## Input data
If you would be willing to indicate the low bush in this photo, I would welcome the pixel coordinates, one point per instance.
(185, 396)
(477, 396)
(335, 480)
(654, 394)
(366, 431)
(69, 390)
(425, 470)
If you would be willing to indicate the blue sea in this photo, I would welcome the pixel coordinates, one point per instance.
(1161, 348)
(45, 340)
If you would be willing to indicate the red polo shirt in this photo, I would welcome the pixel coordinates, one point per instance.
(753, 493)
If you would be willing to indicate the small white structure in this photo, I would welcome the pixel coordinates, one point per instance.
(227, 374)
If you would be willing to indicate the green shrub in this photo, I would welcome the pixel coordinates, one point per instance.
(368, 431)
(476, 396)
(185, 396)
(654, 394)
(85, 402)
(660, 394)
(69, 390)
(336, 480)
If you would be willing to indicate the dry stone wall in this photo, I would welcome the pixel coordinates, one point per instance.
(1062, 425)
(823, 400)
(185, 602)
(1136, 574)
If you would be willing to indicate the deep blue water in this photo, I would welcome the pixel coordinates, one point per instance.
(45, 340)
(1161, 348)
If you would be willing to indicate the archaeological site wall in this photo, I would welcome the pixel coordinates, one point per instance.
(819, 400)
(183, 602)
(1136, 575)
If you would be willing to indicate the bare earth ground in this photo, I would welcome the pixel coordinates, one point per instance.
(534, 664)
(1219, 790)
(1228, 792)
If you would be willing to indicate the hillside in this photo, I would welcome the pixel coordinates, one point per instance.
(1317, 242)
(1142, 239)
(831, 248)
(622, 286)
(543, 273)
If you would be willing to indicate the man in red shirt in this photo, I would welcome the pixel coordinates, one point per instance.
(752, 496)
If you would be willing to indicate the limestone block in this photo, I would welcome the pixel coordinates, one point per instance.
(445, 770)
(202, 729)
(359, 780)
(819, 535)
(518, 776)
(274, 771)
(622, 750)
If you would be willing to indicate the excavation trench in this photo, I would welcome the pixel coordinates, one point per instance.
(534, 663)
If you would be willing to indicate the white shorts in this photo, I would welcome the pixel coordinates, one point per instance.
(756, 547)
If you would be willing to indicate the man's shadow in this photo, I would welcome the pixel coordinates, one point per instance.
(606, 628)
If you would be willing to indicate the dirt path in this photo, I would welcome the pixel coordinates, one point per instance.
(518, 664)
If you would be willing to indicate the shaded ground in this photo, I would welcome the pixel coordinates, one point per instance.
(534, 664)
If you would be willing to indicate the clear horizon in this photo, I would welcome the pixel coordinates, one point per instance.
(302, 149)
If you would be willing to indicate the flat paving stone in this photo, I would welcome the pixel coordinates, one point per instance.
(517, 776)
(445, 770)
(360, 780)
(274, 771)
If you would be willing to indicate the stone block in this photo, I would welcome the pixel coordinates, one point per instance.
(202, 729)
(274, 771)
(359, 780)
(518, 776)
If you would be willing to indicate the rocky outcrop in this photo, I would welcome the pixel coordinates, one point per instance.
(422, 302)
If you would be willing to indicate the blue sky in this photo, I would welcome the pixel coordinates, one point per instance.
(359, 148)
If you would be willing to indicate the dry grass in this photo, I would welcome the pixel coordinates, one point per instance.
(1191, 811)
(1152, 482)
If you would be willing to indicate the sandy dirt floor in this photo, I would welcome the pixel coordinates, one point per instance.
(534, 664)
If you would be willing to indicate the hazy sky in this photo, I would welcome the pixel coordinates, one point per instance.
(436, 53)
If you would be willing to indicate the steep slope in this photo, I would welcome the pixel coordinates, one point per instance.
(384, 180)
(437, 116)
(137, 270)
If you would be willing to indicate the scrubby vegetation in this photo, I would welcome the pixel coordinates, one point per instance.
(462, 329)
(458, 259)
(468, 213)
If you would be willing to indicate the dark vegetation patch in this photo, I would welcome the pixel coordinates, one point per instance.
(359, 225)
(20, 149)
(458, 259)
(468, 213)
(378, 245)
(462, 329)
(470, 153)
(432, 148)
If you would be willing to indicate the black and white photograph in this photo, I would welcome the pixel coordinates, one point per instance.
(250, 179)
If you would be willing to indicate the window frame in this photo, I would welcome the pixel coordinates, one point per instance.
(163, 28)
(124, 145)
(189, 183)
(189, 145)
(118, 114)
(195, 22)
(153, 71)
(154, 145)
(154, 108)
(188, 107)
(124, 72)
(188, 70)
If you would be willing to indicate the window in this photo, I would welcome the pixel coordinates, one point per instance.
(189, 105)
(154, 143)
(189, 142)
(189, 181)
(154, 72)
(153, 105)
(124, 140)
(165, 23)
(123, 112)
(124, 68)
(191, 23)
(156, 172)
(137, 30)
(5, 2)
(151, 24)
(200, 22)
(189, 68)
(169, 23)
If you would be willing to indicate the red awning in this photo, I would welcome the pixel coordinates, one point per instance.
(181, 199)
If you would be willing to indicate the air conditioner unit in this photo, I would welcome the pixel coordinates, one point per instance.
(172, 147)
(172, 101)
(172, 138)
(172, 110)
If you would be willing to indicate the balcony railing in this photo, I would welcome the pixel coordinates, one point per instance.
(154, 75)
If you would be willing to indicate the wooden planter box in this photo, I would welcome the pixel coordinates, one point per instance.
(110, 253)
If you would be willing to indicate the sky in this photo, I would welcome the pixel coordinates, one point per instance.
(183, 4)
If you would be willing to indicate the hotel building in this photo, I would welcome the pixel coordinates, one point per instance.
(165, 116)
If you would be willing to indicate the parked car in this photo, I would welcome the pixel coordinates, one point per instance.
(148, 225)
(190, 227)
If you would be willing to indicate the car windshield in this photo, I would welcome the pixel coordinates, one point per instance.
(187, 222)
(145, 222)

## Problem statement
Please retype all of the records above word for word, with no line changed or left out.

## Solution
If you would be willing to indicate the low bush in this photo, I would welcome the pixel coordinates, one point per instance.
(185, 396)
(477, 396)
(335, 480)
(654, 394)
(366, 431)
(69, 390)
(425, 470)
If you would be willing to indicate the blue sea in this photo, I would welcome the pixel coordinates, one point per instance.
(1161, 348)
(45, 340)
If you would be willing to indicate the red polo shirt in this photo, I would welcome the pixel coordinates, one point per instance.
(753, 493)
If you would be willing to indicate the small white structure in this photo, I would welcome the pixel coordinates, one point per instance.
(227, 374)
If you would be willing to indicate the green shrub in this photo, I would welcome the pixel coordinates, one point per instance.
(368, 431)
(476, 396)
(185, 396)
(654, 394)
(85, 402)
(660, 394)
(69, 390)
(336, 480)
If you would be willing to indicate the dry stone wall in this photo, I would welcome the pixel coordinates, one point per instance.
(1062, 425)
(823, 400)
(185, 602)
(1136, 574)
If you would be willing to indicate the deep blue water in this photo, I would welcome the pixel coordinates, one point per instance.
(45, 340)
(1161, 348)
If you would be willing to indicate the archaeological site wall in this photo, I would welcome the pixel coordinates, one point per instance.
(819, 400)
(183, 602)
(1136, 575)
If you would be willing to indicate the bare earth ground in this photo, I would welcome the pixel coordinates, one point per instance.
(534, 664)
(1219, 790)
(1228, 792)
If you would be willing to indicate the hillside in this photo, I would welcome the pixel coordinates, one point per instance.
(1317, 242)
(1142, 239)
(831, 248)
(622, 286)
(543, 273)
If you would be willing to indicate the man in red shirt in this photo, I would welcome the pixel coordinates, one point per instance.
(752, 496)
If you would be willing to indicate the limestone block in this photo, I would welcome the pixel coordinates, one point per instance.
(445, 770)
(202, 729)
(359, 780)
(819, 535)
(518, 776)
(274, 771)
(622, 750)
If you would be willing to indicate the excavation trench in this photo, I would welcome the pixel coordinates, one point per instance.
(534, 663)
If you would be willing to indicate the white shorts in this photo, I would welcome the pixel coordinates, one point per instance.
(756, 547)
If you would be willing to indicate the man's shadow in this photo, I would welcome the pixel coordinates, one point per instance.
(606, 628)
If you would be willing to indicate the dirt path in this photo, I would welcome the pixel coordinates, one point per instance.
(518, 664)
If you would be willing to indicate the shaded ground in this photo, I would welcome the pixel coordinates, one point per instance.
(534, 664)
If you would be willing to indicate the clear horizon in this photo, I would welcome the pixel coordinates, one point per instance.
(302, 149)
If you would be willing to indicate the flat paving stone in this photo, I would welcome the pixel coordinates, one point per instance.
(517, 776)
(445, 770)
(360, 780)
(274, 771)
If you would be willing to indicate the stone block in this photo, I would welcome the pixel coordinates, one point per instance.
(202, 729)
(274, 771)
(359, 780)
(518, 776)
If you would be willing to indicate the rocky outcrop in this photo, I would welcome the pixel coordinates, one point per instance.
(422, 302)
If you would be willing to indicate the blue sky in this photo, I would welcome the pixel coordinates, one point per instance.
(359, 148)
If you would be willing to indicate the dry grass in this photo, I would welcome the pixel coordinates, one point per instance.
(1191, 811)
(1152, 482)
If you would be willing to indicate the sandy dirt floor in this photo, I would welcome the pixel coordinates, one point per instance.
(534, 664)
If you would be willing to indicate the hazy sky in this photo, I would welcome the pixel coordinates, one point per instance.
(436, 53)
If you would be willing to indicate the steep slope in this photo, I would welcome the pixel coordinates, one point per instance.
(384, 180)
(437, 116)
(137, 270)
If you would be willing to indicate the scrubby vegetation in this photo, I would welcome the pixel coordinates, one point per instance.
(462, 329)
(458, 259)
(468, 213)
If you would be willing to indicate the dark vegetation patch in this photo, I would welcome the pixel coordinates, one point per instance.
(359, 225)
(20, 149)
(458, 259)
(468, 213)
(378, 245)
(462, 329)
(470, 153)
(432, 148)
If you would be willing to indicate the black and white photograph in this photo, I would welcome the pixel coordinates, one point per instance.
(250, 179)
If you would be willing to indicate the window frame in this photo, I would welcome the pixel coordinates, one point per instance.
(163, 28)
(124, 145)
(189, 183)
(189, 145)
(118, 114)
(195, 22)
(153, 71)
(154, 145)
(154, 108)
(188, 107)
(124, 72)
(188, 70)
If you would be willing to indicate the window in this photo, I would welcome the pixel coordinates, one point per instance.
(189, 105)
(154, 143)
(189, 142)
(189, 181)
(154, 72)
(153, 105)
(124, 140)
(165, 23)
(123, 112)
(124, 68)
(191, 23)
(156, 172)
(137, 30)
(5, 2)
(151, 24)
(200, 22)
(189, 68)
(169, 23)
If you would be willing to indicate the red awning in this photo, I would welcome the pixel coordinates, one point per instance.
(181, 199)
If you would be willing to indicate the air conditioner unit in this photo, I would welcome the pixel coordinates, one point per instance.
(172, 147)
(172, 101)
(172, 138)
(172, 110)
If you would be willing to indicate the balcony railing in this photo, I would welcome the pixel coordinates, one point per instance.
(154, 75)
If you would be willing to indicate the wooden planter box in this photo, I would welcome the pixel coordinates, one point per instance.
(110, 253)
If you would be willing to indicate the sky in this photo, I would welcome the pixel coordinates, one point per instance.
(183, 4)
If you would be willing to indicate the hotel building in this photo, I would welcome the pixel coordinates, one point per instance.
(165, 116)
If you would be willing to indicate the parked car in this photo, I would welcome the pixel coordinates, one point per instance.
(148, 225)
(190, 227)
If you would be willing to indicate the car windshield in this photo, I would welcome the pixel coordinates, one point per instance.
(187, 222)
(145, 222)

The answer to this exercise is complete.